▶ Short task: Show every line of the material below that contains the word "frame".

— START —

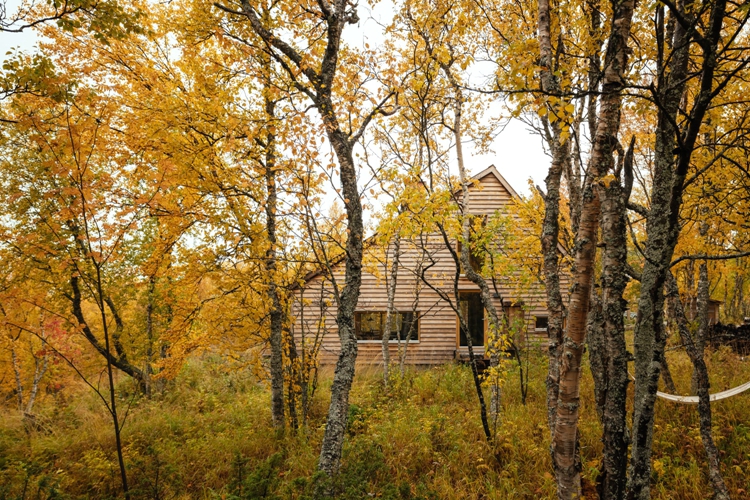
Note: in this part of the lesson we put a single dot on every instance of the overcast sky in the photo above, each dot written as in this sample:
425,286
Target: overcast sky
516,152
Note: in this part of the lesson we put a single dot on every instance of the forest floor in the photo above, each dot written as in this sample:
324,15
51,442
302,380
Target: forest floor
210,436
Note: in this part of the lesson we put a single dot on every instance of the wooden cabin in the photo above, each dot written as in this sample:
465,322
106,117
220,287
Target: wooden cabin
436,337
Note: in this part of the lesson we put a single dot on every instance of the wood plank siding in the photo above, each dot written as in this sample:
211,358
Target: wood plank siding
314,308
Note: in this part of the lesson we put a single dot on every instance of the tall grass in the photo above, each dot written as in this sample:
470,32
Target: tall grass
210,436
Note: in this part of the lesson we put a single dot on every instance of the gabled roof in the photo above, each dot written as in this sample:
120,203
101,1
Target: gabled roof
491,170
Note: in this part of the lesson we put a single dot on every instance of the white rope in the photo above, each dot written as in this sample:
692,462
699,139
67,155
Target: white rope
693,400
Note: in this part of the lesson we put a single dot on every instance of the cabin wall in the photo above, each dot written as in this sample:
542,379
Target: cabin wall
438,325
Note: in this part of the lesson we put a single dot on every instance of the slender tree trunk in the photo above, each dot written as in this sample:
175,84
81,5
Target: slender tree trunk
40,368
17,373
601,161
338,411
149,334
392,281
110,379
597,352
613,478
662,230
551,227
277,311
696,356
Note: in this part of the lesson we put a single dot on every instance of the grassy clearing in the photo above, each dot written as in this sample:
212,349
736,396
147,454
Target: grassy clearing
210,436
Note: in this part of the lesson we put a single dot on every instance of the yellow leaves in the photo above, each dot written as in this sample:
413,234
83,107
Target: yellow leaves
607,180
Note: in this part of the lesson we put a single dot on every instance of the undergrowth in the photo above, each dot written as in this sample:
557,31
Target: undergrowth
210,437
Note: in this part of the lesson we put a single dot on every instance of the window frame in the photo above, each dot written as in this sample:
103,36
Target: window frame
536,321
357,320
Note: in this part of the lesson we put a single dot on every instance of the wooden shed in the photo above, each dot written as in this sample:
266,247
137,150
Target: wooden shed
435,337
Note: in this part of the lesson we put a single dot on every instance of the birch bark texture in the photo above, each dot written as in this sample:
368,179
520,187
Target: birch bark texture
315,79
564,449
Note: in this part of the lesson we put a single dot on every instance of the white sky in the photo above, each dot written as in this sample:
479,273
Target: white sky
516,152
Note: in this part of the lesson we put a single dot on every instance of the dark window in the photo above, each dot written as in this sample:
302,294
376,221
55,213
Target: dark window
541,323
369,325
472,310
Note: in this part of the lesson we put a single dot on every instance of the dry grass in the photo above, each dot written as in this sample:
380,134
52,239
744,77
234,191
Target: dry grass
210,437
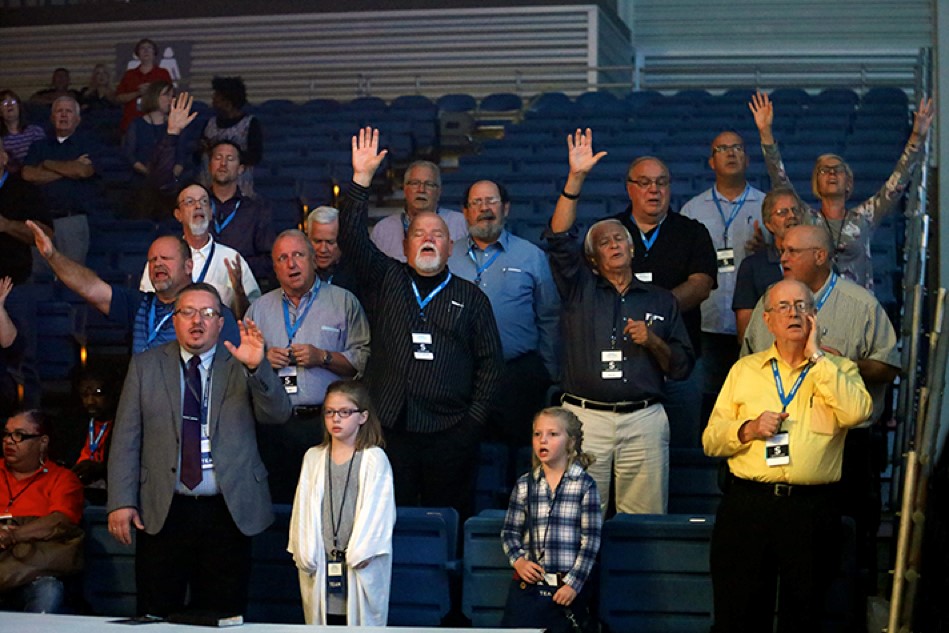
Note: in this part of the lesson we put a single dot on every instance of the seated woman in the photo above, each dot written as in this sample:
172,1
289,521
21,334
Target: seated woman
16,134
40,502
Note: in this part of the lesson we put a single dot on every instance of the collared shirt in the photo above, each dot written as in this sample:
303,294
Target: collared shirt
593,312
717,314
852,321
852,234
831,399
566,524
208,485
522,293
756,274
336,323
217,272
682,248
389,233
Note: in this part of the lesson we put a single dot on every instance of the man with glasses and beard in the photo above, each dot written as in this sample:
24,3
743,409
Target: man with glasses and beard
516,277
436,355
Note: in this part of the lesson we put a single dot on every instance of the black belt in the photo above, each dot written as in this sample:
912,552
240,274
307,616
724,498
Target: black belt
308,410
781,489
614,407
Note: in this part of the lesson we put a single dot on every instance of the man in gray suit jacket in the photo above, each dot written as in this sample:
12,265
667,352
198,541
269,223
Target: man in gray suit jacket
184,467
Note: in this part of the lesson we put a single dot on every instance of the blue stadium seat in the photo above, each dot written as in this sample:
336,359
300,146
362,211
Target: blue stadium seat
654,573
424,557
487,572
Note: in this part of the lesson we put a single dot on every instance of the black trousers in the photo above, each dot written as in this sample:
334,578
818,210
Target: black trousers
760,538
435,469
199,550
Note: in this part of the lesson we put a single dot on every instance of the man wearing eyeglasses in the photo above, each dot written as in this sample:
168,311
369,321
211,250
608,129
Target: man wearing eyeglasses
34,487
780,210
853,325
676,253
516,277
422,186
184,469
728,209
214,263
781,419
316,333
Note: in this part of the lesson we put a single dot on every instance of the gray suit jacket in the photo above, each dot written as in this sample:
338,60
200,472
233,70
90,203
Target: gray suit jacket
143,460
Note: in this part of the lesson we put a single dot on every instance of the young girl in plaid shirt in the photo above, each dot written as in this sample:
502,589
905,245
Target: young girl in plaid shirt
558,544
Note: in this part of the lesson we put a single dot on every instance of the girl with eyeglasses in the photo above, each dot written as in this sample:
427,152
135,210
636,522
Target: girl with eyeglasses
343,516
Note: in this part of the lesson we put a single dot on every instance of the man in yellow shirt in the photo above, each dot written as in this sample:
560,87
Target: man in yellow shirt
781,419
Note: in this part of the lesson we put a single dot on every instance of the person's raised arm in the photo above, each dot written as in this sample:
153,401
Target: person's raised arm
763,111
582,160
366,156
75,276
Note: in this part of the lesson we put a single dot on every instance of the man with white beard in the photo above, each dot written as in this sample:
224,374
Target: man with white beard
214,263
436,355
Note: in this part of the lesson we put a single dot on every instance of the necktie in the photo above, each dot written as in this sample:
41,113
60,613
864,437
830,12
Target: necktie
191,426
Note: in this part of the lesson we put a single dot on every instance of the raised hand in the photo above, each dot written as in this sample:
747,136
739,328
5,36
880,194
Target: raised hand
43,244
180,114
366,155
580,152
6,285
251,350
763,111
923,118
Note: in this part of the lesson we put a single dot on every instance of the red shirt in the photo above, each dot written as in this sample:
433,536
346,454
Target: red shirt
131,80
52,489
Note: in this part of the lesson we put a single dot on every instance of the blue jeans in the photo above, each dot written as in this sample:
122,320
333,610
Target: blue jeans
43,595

— END —
— START —

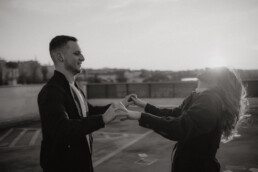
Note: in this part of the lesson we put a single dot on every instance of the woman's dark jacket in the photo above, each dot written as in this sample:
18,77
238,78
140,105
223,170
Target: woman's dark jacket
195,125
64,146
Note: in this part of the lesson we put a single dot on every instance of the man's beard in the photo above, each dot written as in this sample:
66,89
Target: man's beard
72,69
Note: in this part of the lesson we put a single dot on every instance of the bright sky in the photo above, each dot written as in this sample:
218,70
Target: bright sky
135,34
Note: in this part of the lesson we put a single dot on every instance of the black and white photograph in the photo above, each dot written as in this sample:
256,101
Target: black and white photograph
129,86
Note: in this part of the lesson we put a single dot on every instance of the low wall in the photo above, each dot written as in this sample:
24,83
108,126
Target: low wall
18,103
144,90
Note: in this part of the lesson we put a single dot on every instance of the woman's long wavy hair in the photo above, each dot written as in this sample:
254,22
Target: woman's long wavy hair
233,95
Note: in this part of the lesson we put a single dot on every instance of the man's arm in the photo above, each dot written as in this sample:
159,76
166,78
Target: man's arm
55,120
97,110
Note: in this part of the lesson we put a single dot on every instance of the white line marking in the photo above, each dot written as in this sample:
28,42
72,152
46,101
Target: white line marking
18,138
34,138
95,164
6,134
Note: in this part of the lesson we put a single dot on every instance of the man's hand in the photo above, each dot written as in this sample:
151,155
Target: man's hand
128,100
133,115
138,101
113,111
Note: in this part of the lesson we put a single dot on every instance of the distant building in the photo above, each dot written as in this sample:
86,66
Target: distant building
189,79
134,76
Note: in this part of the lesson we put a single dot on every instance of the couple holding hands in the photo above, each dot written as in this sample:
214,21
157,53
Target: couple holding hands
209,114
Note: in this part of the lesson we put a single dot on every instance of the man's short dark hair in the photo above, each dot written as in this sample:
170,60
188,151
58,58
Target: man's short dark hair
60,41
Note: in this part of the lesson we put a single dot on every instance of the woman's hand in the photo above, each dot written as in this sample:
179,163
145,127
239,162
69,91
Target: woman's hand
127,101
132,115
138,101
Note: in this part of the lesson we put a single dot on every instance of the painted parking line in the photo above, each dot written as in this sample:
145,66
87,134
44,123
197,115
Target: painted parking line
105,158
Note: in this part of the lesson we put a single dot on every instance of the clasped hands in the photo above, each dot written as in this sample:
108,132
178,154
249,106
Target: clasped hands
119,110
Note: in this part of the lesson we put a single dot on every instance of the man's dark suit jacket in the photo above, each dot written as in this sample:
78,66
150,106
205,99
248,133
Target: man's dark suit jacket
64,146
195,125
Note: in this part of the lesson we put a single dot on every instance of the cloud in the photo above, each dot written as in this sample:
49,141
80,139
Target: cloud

— END —

▶ Solution:
Note: in this part of the lesson we put a single dot on every instance of the window frame in the photo above, each dot written as in this sample:
Target: window frame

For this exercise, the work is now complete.